#### PASSAGE GIVEN
Tuesday, April 16, 2013

Rational revolutions: Understanding tech stock bubbles

The widespread adoption of new technologies – from the automobile to the Internet – tends to be accompanied by stock market booms and busts. Why do the stock prices of innovative firms tend to exhibit apparent “bubbles” during technological revolutions?

During technological revolutions, stock prices of innovative firms tend to exhibit bubble-like patterns. After an initial surge, stock prices usually fall in the presence of high volatility, as they did during the “biotech revolution” of the early 1980s and the Internet craze of the late 1990s.

While the bubble-like stock price behaviour is commonly attributed to the irrationality of overenthusiastic investors, why would investors make the same mistake over and over again? In our recent study titled “Technological Revolutions and Stock Prices,” we propose the first rational explanation for why stock prices should be expected to exhibit a bubble during a technological revolution – a period concluded by a large-scale adoption of a new technology. Our explanation for the bubbles is that the nature of risk associated with new technologies changes over time.
########
# [WRITTEN PROBLEM 1]
Copy the data records from the first row through the line containing "POLYGON ((1229 559, 1208", swapping "metal ring sculpture" for "steel ring sculpture" and leaving everything else unchanged. Omit the pictures.
#### RECORDS PROVIDED
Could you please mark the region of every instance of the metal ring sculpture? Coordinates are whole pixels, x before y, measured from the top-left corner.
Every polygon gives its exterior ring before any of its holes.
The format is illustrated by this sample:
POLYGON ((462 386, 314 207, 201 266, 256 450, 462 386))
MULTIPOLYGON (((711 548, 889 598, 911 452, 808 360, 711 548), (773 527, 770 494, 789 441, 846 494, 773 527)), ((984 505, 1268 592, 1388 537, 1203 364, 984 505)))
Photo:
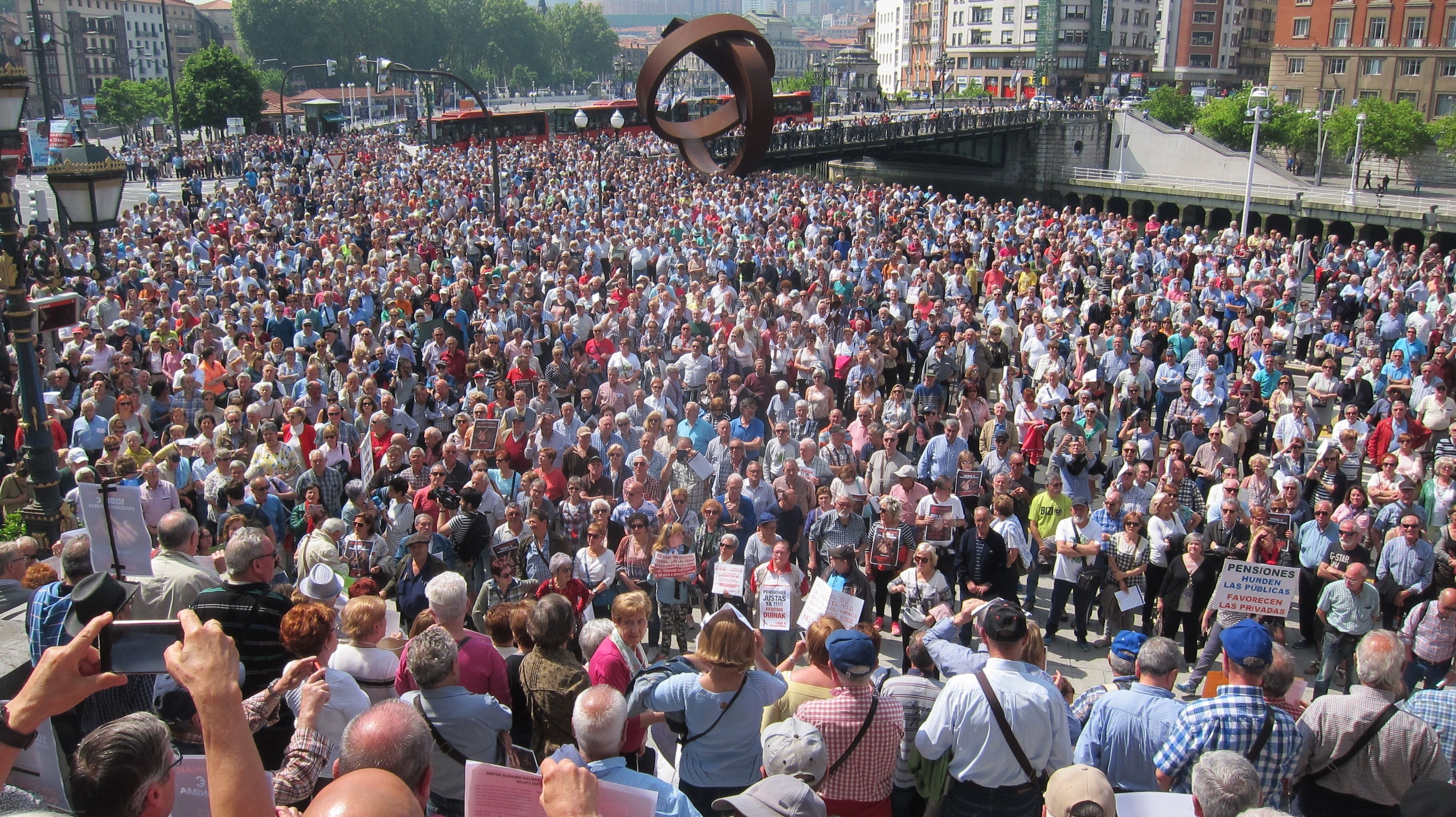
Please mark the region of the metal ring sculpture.
POLYGON ((759 29, 737 15, 708 15, 692 22, 677 17, 662 29, 638 74, 638 109, 652 133, 681 149, 683 159, 709 176, 747 176, 769 151, 773 133, 773 48, 759 29), (657 118, 657 92, 678 60, 696 54, 732 89, 734 105, 724 105, 690 122, 657 118), (738 154, 721 167, 708 151, 708 140, 743 124, 738 154))

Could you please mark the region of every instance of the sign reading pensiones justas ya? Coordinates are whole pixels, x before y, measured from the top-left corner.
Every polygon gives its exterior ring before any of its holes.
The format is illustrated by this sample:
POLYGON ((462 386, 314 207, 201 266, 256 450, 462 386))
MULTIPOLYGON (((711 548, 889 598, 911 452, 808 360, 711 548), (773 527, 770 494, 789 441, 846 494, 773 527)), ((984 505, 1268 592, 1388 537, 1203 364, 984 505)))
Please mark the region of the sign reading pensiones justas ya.
POLYGON ((1229 559, 1208 606, 1251 616, 1287 616, 1297 588, 1299 568, 1229 559))

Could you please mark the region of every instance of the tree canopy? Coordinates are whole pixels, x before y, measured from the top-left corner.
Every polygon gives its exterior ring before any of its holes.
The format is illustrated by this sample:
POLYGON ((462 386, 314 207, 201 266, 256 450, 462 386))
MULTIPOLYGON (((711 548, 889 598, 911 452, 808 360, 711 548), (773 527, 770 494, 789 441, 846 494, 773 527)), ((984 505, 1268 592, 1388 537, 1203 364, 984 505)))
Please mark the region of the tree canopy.
POLYGON ((1143 111, 1159 122, 1175 128, 1182 128, 1198 117, 1198 106, 1192 96, 1171 84, 1160 86, 1149 95, 1147 102, 1143 102, 1143 111))
POLYGON ((167 117, 172 95, 166 80, 109 79, 96 90, 96 118, 135 128, 147 117, 167 117))
POLYGON ((1366 115, 1360 133, 1360 153, 1383 159, 1408 159, 1431 141, 1425 118, 1409 102, 1386 102, 1374 96, 1357 105, 1341 106, 1329 118, 1329 149, 1337 154, 1356 144, 1356 117, 1366 115))
POLYGON ((182 128, 223 128, 229 117, 242 117, 249 125, 264 109, 264 89, 258 71, 229 51, 213 44, 188 57, 178 80, 178 105, 182 128))
POLYGON ((360 54, 416 68, 443 61, 478 82, 517 86, 590 80, 617 52, 601 9, 579 0, 545 16, 527 0, 236 0, 233 17, 255 60, 332 58, 355 80, 364 79, 355 76, 360 54))

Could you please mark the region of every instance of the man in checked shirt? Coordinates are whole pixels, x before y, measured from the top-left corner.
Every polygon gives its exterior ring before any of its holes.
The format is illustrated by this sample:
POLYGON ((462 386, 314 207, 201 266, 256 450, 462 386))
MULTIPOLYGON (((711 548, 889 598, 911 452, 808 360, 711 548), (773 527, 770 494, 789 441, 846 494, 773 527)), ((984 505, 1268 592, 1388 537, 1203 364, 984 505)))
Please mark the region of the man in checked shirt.
POLYGON ((839 817, 888 814, 895 753, 904 738, 904 712, 897 699, 875 695, 869 676, 879 655, 868 635, 856 629, 836 631, 824 639, 824 647, 828 648, 834 695, 799 703, 795 712, 824 735, 830 767, 818 794, 826 811, 839 817))

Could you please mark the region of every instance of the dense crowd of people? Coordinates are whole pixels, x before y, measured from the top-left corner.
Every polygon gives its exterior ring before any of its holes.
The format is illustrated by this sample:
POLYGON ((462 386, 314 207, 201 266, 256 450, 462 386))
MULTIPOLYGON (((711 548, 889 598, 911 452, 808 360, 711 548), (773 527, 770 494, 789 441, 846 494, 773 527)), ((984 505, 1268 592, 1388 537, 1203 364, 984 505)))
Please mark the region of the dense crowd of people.
POLYGON ((654 143, 504 146, 496 207, 479 147, 250 137, 67 239, 0 510, 50 433, 67 527, 135 485, 154 558, 0 545, 0 744, 48 718, 124 817, 182 753, 218 817, 456 817, 467 762, 553 817, 1452 811, 1456 252, 654 143), (1229 561, 1297 569, 1297 638, 1229 561), (169 673, 98 673, 112 617, 181 617, 169 673))

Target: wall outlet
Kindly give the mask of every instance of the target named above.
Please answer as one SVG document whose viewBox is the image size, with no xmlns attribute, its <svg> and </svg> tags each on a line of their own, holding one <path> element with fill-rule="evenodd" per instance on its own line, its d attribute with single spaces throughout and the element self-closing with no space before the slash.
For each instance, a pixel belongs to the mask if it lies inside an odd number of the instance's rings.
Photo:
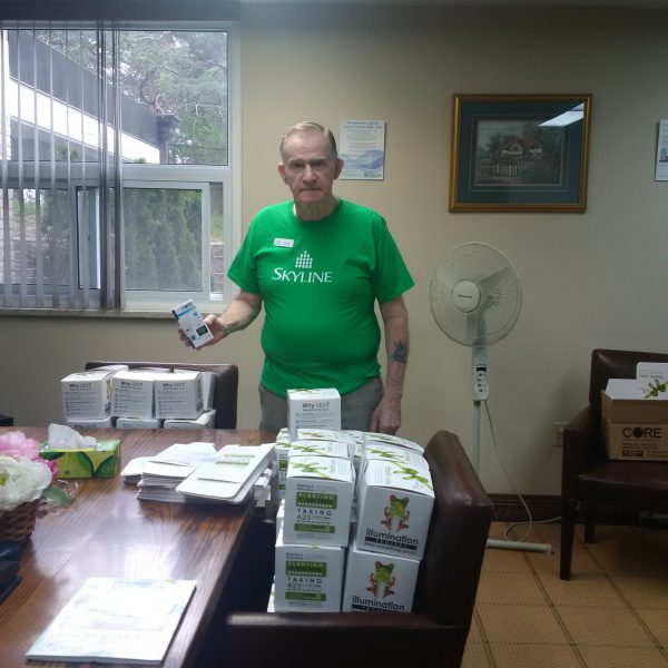
<svg viewBox="0 0 668 668">
<path fill-rule="evenodd" d="M 563 429 L 568 422 L 554 422 L 552 424 L 552 440 L 554 441 L 554 448 L 563 448 Z"/>
</svg>

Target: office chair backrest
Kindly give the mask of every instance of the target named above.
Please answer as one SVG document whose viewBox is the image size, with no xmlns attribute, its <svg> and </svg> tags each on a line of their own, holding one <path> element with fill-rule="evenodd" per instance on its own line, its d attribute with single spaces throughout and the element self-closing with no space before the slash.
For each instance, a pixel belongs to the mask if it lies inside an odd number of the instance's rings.
<svg viewBox="0 0 668 668">
<path fill-rule="evenodd" d="M 214 393 L 214 409 L 216 409 L 215 429 L 236 429 L 237 419 L 237 391 L 239 384 L 239 370 L 235 364 L 186 364 L 180 362 L 87 362 L 86 370 L 107 366 L 109 364 L 125 364 L 130 369 L 139 366 L 157 366 L 158 369 L 188 369 L 193 371 L 210 371 L 216 374 L 216 389 Z"/>
<path fill-rule="evenodd" d="M 435 500 L 414 610 L 470 623 L 493 505 L 454 434 L 436 432 L 425 458 Z"/>
<path fill-rule="evenodd" d="M 601 391 L 609 379 L 635 379 L 638 362 L 668 362 L 668 354 L 597 348 L 591 353 L 589 403 L 601 413 Z"/>
</svg>

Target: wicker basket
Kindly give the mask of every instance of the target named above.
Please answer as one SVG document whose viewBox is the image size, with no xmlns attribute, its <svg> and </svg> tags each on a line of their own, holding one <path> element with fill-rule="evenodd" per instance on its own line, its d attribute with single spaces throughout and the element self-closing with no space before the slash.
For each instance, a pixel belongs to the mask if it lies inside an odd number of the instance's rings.
<svg viewBox="0 0 668 668">
<path fill-rule="evenodd" d="M 0 540 L 27 543 L 35 531 L 40 500 L 21 503 L 13 510 L 0 512 Z"/>
</svg>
########
# [WRITTEN PROBLEM 2]
Extend the passage on tech stock bubbles during technological revolutions, picking up right after its final sentence.

# [EXERCISE RESULT 1]
Could you please mark the region of every instance of the steel ring sculpture? Coordinates are whole pixels, x before y, measured from the top-left corner.
Every polygon gives its exterior ring before any of its holes.
The format is illustrated by this sample:
POLYGON ((462 386, 314 207, 201 266, 256 450, 462 386))
MULTIPOLYGON (((711 548, 889 598, 911 452, 808 360, 711 548), (773 527, 770 494, 789 441, 846 494, 773 527)), ((984 505, 1268 592, 1388 537, 1203 364, 984 505)))
Photo:
Please mark the region of the steel ring sculpture.
POLYGON ((759 29, 737 15, 708 15, 692 22, 677 17, 662 29, 638 74, 638 109, 652 133, 681 149, 683 159, 709 176, 747 176, 769 151, 773 133, 773 48, 759 29), (657 118, 657 92, 678 60, 696 54, 732 89, 734 105, 724 105, 690 122, 657 118), (738 154, 721 167, 708 151, 708 140, 743 124, 738 154))

Could you please mark the region of every instance of the sign reading pensiones justas ya? Coordinates are whole pixels, x before y, measured from the top-left corner.
Every polygon gives its exterior ring before any of its holes.
The format is illustrated by this sample:
POLYGON ((462 386, 314 207, 201 266, 256 450, 462 386))
MULTIPOLYGON (((711 548, 889 598, 911 452, 808 360, 711 548), (773 527, 770 494, 789 441, 846 494, 773 527)), ((984 505, 1268 592, 1388 537, 1203 364, 984 505)))
Please mark the region of the sign reading pensiones justas ya.
POLYGON ((1229 559, 1208 606, 1251 616, 1287 616, 1297 588, 1299 568, 1229 559))

# [EXERCISE RESULT 2]
Uncertainty about productivity gains is a natural feature of innovative technologies. At first this uncertainty, or risk, is mostly “idiosyncratic,” because the new technology is initially developed on a small scale and the probability of large-scale adoption is low. For new technologies that become widely adopted, the uncertainty gradually changes from idiosyncratic to “systematic.” When systematic risk increases, prices decline. These increases in systematic risk can be expected in hindsight, by researchers who look back knowing that the revolutions took place, but they are unexpected by real-time investors who do not know whether the new technology will eventually be adopted on a large scale or not.

The “bubbles” should be most pronounced in revolutions characterised by high uncertainty about, and fast adoption of, the technology – such as the recent Internet revolution.

We developed an economic model to provide a rational explanation for stock price movement during technological revolutions. To test our model, we examined stock prices in 1830–61 and 1992–2005, the respective periods when railroad and Internet technologies spread in the United States. Bubbles are not merely possible in a rational world, but should be expected during technological revolutions.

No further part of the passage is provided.